任务说明:
请重写从含有“Locate the bird's wing”的那一行起、到含有“Query: bird's wing”的那一行止的这段记录，把其中的“bird's wing”改为“bird's head”，其余内容一律不动。
━━ 所给材料 ━━
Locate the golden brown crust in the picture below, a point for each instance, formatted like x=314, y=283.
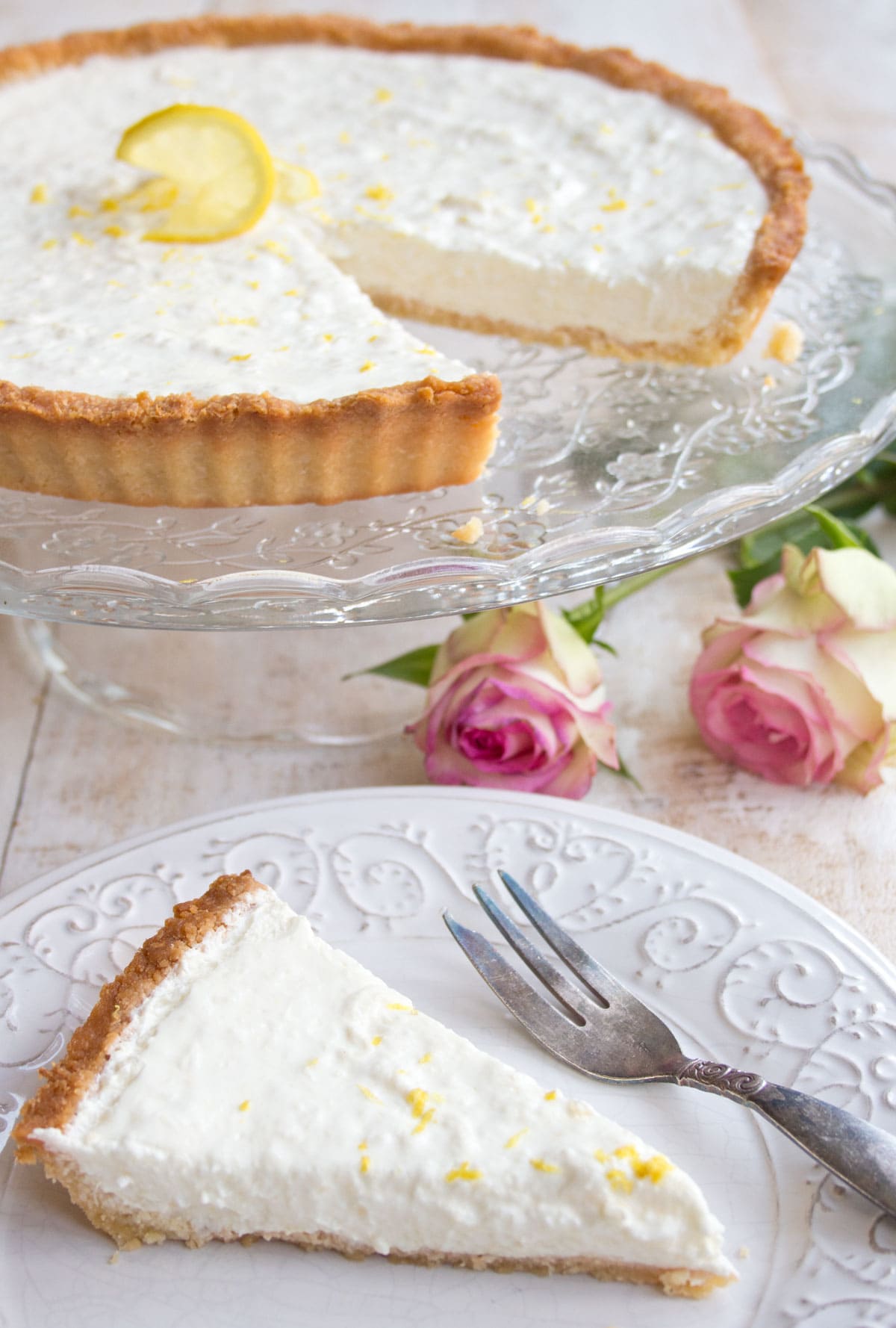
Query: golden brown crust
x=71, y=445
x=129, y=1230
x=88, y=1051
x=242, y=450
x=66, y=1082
━━━
━━ 所给材料 ━━
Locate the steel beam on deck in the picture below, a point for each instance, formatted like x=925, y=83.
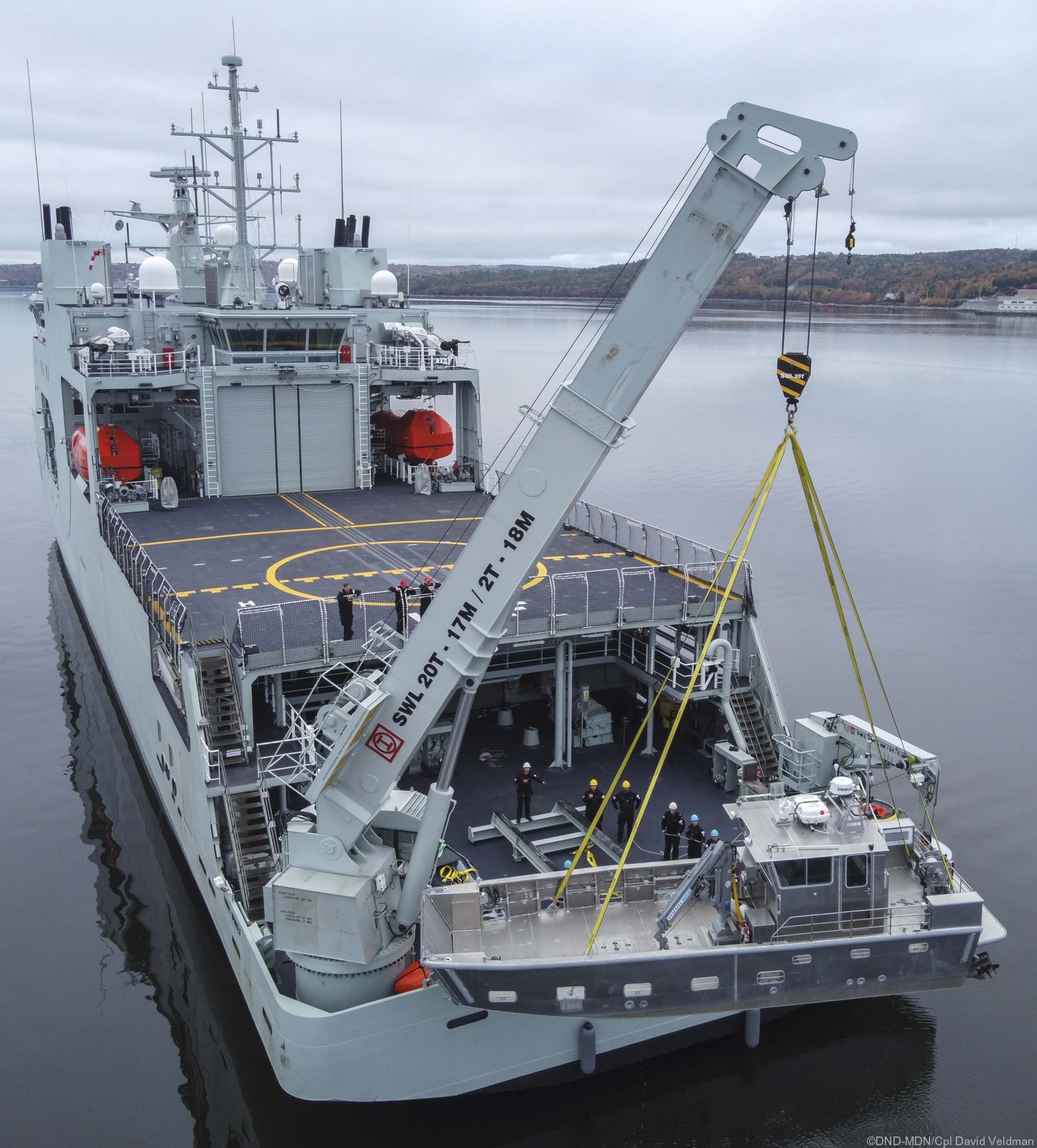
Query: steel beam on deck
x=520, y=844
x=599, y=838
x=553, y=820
━━━
━━ 所给材料 ━━
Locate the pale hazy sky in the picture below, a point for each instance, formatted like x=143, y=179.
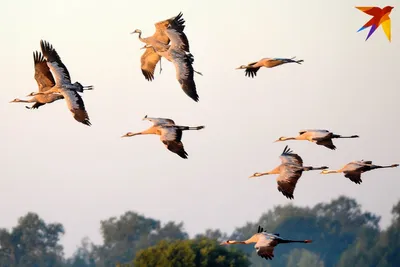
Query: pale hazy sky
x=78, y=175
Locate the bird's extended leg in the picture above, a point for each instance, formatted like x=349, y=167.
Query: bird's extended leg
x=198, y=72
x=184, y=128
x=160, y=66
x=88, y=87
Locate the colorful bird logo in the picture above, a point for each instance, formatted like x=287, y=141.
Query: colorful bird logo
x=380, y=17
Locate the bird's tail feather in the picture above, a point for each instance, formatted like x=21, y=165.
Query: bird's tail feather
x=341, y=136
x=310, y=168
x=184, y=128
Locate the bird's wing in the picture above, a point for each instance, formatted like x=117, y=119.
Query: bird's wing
━━━
结果如下:
Locate the bird's head in the picture above, a point for each instance, formatted like x=117, y=119.
Query: bird's head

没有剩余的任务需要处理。